* [Work to complete]: Reproduce the records below, beginning with their first line and going on through the line containing "[[19, 321]]", requests included, with each coordinate in the answers multiplied by 1.8 and rounded to a whole number, halves going up. Give those lines alone.

* [Record excerpts]:

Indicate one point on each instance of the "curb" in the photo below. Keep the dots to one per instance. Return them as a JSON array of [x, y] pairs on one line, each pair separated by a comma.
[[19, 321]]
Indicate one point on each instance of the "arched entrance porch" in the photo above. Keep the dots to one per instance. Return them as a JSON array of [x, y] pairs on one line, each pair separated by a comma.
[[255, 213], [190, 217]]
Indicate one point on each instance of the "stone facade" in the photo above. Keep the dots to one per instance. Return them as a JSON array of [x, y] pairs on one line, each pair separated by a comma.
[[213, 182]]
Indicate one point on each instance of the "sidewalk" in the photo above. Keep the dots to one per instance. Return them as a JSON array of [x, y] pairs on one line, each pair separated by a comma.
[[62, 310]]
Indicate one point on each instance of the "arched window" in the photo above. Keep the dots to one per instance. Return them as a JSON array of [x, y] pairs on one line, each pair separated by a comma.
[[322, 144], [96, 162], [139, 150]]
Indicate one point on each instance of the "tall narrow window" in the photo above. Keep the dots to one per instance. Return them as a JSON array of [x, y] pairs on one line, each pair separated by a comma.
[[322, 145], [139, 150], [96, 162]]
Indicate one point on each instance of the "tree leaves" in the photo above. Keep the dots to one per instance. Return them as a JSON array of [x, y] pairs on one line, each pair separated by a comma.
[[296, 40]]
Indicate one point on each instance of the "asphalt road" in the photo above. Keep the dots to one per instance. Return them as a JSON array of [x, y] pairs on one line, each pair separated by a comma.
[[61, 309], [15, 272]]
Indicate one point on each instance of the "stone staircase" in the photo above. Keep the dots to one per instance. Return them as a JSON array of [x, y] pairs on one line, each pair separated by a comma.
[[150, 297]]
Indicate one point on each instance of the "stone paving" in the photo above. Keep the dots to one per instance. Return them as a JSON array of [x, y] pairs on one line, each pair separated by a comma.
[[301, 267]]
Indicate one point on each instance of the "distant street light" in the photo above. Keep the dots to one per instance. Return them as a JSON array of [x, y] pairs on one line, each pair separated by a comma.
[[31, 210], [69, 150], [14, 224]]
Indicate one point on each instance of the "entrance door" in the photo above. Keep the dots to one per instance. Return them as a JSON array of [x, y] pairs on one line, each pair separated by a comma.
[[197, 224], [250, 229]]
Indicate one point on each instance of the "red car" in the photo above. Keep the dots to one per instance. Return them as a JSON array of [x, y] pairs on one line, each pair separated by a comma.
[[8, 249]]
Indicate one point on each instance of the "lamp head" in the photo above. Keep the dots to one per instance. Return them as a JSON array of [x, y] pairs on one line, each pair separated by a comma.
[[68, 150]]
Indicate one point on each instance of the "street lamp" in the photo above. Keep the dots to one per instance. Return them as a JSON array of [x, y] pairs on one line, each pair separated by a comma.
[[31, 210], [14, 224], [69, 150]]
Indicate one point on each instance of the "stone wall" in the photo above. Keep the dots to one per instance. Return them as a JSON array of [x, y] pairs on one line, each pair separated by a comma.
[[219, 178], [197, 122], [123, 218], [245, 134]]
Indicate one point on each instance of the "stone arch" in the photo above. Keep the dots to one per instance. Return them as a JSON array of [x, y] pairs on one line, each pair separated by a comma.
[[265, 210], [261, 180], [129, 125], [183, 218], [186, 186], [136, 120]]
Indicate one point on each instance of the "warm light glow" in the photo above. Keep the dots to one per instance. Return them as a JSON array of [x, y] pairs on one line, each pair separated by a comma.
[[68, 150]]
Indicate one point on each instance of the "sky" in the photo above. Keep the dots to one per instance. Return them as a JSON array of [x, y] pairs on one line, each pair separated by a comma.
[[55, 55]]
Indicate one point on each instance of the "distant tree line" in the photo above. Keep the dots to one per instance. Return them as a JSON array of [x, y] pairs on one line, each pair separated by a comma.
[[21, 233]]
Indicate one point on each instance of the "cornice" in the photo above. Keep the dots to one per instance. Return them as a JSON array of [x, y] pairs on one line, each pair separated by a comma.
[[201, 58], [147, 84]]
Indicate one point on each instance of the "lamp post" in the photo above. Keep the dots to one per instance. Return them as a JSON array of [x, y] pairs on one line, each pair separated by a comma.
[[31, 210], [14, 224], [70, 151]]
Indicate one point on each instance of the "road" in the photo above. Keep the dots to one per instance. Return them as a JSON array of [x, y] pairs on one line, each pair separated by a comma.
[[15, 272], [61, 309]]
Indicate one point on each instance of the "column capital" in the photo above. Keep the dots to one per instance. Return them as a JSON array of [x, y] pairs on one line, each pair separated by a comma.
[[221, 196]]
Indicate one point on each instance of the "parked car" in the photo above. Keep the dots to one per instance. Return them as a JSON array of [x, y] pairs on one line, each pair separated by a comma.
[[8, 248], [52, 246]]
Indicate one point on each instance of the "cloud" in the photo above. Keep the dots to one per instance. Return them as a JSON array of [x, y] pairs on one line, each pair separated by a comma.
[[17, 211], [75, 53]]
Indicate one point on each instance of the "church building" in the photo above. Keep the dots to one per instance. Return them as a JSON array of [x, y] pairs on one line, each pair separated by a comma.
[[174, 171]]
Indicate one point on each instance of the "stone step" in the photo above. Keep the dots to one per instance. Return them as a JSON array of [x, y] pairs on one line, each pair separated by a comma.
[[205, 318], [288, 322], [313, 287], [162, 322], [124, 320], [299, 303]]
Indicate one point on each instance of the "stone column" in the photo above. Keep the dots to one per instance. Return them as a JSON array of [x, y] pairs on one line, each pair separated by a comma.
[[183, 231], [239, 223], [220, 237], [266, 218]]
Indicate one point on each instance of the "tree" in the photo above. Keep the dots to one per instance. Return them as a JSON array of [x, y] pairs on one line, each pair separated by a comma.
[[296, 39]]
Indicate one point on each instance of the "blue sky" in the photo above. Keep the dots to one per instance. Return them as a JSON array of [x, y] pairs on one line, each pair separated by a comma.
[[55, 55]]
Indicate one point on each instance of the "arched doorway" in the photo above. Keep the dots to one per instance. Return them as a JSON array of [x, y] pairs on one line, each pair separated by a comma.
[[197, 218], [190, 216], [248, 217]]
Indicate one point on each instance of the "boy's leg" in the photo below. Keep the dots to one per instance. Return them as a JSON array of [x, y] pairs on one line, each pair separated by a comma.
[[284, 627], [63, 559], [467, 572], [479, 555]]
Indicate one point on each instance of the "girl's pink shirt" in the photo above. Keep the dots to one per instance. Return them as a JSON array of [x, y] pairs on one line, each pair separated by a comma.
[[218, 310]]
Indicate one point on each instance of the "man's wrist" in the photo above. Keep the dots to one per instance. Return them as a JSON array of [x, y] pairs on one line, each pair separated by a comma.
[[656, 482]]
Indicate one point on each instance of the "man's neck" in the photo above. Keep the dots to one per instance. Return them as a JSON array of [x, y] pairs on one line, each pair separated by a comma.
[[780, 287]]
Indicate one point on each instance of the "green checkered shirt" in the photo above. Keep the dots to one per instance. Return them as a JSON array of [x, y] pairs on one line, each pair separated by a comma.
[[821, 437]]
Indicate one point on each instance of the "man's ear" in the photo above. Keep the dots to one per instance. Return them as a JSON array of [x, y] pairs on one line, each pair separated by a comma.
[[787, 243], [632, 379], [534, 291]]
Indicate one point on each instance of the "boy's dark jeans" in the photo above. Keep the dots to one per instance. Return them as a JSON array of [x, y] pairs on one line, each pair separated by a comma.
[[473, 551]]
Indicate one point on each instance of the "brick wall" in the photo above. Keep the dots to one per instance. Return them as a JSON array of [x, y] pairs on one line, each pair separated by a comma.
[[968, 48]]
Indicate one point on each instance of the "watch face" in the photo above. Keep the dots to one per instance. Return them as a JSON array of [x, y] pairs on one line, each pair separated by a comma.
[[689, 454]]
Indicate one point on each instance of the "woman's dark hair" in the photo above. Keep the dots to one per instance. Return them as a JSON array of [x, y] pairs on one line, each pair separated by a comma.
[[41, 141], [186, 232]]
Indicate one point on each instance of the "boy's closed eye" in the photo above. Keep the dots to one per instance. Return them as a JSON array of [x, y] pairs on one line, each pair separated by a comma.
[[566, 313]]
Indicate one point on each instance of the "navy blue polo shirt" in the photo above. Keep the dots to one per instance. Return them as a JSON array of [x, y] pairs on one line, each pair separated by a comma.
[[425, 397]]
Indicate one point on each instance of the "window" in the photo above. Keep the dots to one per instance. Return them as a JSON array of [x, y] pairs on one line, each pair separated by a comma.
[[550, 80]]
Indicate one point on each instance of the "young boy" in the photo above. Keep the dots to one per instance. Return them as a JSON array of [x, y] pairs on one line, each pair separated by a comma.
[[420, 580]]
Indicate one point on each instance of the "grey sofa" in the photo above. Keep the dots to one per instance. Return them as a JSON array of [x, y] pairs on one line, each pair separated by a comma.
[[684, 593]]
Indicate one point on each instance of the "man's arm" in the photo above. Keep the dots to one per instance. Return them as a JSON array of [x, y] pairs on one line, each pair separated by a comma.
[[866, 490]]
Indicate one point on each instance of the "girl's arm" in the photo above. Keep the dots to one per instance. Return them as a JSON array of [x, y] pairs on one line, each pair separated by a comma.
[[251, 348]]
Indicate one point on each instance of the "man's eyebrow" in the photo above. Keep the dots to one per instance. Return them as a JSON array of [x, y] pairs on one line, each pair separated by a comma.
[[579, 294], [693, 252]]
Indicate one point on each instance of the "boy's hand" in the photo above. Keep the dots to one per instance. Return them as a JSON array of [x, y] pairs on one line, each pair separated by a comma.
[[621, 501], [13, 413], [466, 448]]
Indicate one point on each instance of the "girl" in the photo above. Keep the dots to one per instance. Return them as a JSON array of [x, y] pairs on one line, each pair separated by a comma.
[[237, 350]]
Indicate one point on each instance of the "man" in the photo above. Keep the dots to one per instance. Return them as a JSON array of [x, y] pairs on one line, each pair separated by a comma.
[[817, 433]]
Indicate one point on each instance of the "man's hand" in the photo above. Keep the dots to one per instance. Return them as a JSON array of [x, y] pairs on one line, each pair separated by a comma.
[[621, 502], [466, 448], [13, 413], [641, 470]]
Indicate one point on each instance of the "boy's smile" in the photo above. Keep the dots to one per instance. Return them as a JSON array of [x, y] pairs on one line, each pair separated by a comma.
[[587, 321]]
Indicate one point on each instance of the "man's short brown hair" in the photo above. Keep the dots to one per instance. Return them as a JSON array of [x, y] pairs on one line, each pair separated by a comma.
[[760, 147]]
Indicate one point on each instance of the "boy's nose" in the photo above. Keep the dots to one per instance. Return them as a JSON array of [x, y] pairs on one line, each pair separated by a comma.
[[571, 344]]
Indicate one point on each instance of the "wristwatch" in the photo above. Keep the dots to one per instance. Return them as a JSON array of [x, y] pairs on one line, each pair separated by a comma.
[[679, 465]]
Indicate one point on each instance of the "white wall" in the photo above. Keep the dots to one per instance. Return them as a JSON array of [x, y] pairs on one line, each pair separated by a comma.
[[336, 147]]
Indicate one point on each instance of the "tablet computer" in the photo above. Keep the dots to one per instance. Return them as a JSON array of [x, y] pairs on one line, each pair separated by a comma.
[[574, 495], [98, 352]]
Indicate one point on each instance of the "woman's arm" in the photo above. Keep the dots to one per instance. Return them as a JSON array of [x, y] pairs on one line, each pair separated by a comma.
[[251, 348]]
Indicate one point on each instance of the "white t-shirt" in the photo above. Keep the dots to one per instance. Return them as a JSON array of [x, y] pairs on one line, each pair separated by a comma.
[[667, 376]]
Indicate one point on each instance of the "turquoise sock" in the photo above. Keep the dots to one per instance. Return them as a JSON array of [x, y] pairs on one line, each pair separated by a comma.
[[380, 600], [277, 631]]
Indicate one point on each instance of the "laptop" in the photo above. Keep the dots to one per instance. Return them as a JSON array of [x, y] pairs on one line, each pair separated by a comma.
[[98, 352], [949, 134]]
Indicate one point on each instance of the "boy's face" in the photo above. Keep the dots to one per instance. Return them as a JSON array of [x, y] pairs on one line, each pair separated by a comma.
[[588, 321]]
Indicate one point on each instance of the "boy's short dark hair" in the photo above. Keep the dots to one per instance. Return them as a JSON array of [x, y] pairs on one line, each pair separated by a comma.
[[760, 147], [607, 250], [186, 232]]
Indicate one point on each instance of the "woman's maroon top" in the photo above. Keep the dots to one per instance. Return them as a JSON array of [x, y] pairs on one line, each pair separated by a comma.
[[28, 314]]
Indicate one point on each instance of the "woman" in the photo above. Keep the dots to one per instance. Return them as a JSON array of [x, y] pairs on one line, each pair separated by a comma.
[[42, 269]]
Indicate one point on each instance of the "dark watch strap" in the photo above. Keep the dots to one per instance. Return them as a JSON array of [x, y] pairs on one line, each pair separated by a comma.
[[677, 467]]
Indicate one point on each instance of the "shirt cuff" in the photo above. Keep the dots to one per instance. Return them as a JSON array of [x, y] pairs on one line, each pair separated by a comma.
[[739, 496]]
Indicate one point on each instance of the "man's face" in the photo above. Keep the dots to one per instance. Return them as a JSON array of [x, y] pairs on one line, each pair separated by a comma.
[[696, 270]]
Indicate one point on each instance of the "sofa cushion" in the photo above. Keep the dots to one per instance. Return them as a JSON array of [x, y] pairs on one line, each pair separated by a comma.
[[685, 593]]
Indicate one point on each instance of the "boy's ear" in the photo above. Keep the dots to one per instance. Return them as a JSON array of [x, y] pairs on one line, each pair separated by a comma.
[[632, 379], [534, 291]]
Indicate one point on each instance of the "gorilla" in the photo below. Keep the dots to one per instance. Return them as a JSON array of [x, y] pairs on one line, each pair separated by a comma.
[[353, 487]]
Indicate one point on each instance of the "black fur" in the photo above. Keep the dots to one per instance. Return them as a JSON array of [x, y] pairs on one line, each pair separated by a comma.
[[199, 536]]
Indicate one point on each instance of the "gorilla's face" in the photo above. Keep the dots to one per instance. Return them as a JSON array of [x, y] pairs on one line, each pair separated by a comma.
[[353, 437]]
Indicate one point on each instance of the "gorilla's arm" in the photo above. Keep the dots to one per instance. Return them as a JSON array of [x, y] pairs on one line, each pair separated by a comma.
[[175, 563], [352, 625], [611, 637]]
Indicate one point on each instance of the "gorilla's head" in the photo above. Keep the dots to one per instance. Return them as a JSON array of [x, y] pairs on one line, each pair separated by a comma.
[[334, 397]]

* [Solution for this task]:
Indicate one point on each instance of the "curb" in the photo below. Keep the dots to one per instance. Return them as a JSON array of [x, y] pairs on one line, each pair separated by a comma.
[[34, 578]]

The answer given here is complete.